# AUFGABEN
[a] Führen Sie alle Faktoren auf, die der Lesetext für die Bemessung der Höhe des Schmerzensgeldes ausdrücklich nennt.
[b] Übertragen Sie aus dem Lesetext wortgetreu den Abschnitt, der mit den Worten „Die Höhe des“ beginnt und mit „streng rechnerisch ermitteln.“ endet.

# LESETEXT
····················
Entscheidung des Bundesgerichtshofs:

Der Bundesgerichtshof hat die Entscheidung des Berufungsgerichts aufgehoben und die Sache zur erneuten Verhandlung und Entscheidung an das Berufungsgericht zurückverwiesen.

Die Höhe des Schmerzensgeldes richtet sich hauptsächlich nach verschiedenen Faktoren wie der Schwere der Verletzungen, dem dadurch verursachten Leiden, dessen Dauer, der Grad der Beeinträchtigung des Verletzten und dem Verschulden des Schädigers. Es handelt sich dabei nicht um eine isolierte Betrachtung einzelner Umstände, sondern um eine Gesamtbewertung aller relevanten Faktoren des individuellen Falls. Die primäre Überlegung dabei ist das Ausmaß und die Intensität der erlittenen Lebensbeeinträchtigung. Das Schmerzensgeld soll eine einheitliche Entschädigung für das insgesamt entstandene Schadensbild darstellen, lässt sich jedoch nicht streng rechnerisch ermitteln.
····················
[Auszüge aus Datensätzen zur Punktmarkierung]
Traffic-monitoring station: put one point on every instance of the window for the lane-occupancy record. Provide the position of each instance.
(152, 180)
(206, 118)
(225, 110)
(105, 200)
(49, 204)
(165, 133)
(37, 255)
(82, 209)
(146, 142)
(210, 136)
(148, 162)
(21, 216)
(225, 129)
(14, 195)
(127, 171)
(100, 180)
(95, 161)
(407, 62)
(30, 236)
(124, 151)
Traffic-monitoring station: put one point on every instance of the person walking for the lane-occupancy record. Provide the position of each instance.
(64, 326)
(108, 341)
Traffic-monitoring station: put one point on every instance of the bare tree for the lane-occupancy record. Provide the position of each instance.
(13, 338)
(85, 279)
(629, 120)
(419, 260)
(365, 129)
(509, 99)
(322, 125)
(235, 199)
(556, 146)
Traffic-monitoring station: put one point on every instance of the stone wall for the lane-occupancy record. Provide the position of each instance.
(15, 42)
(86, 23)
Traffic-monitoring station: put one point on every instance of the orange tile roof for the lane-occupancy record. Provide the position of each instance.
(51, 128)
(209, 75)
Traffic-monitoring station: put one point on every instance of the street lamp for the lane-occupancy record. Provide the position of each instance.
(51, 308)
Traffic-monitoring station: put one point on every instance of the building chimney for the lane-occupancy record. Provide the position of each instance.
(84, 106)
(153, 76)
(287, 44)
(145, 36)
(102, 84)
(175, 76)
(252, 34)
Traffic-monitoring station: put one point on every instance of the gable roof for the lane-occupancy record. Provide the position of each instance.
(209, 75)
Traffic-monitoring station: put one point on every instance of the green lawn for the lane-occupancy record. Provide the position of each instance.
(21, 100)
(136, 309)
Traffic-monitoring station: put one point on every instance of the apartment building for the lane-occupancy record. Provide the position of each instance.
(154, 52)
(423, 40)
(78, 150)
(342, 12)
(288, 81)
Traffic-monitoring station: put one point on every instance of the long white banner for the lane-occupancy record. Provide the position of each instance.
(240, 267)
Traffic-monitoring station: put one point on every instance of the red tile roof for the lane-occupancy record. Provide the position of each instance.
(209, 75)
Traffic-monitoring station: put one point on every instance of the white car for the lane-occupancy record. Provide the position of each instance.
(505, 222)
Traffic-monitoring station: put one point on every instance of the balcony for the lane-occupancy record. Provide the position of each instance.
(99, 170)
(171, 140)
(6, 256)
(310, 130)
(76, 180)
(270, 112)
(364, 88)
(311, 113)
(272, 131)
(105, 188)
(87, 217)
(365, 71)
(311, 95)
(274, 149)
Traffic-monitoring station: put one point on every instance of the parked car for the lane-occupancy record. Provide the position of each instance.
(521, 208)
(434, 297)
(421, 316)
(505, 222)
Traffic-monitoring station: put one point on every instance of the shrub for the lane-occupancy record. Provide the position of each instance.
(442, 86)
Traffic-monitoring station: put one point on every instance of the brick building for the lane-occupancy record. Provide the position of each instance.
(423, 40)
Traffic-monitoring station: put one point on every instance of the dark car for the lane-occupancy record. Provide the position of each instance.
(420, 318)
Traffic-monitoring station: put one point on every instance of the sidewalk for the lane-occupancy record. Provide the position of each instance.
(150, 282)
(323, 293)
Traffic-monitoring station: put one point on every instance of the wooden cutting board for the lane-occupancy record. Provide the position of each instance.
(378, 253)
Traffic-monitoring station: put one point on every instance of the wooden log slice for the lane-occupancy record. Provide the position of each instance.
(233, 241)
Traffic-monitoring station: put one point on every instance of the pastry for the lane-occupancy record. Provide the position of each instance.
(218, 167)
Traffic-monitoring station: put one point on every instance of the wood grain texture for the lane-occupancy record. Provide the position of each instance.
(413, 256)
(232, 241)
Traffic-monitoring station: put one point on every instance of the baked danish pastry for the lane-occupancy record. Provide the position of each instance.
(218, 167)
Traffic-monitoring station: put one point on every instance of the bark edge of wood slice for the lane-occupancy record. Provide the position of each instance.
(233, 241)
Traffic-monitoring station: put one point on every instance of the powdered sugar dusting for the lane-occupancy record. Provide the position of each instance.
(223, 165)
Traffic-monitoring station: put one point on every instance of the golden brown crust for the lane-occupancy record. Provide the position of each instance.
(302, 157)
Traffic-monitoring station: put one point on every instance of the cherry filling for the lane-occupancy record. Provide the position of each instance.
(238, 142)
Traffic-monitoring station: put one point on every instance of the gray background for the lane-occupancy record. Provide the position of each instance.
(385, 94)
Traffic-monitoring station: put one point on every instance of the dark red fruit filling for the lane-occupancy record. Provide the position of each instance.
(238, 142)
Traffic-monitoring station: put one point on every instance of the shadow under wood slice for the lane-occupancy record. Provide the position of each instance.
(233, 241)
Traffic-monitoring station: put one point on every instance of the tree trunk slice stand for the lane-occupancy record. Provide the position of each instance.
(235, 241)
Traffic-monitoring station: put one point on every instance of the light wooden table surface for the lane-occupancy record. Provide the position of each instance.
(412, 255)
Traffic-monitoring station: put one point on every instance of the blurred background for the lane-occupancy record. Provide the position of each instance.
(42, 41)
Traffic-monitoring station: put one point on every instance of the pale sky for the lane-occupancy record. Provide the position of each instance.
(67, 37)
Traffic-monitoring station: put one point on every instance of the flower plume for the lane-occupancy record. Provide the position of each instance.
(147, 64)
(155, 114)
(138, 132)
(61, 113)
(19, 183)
····················
# ANTWORTEN JE AUFGABE
[a]
- die Schwere der Verletzungen
- das dadurch verursachte Leiden
- die Dauer des Leidens
- der Grad der Beeinträchtigung des Verletzten
- das Verschulden des Schädigers

[b]
Die Höhe des Schmerzensgeldes richtet sich hauptsächlich nach verschiedenen Faktoren wie der Schwere der Verletzungen, dem dadurch verursachten Leiden, dessen Dauer, der Grad der Beeinträchtigung des Verletzten und dem Verschulden des Schädigers. Es handelt sich dabei nicht um eine isolierte Betrachtung einzelner Umstände, sondern um eine Gesamtbewertung aller relevanten Faktoren des individuellen Falls. Die primäre Überlegung dabei ist das Ausmaß und die Intensität der erlittenen Lebensbeeinträchtigung. Das Schmerzensgeld soll eine einheitliche Entschädigung für das insgesamt entstandene Schadensbild darstellen, lässt sich jedoch nicht streng rechnerisch ermitteln.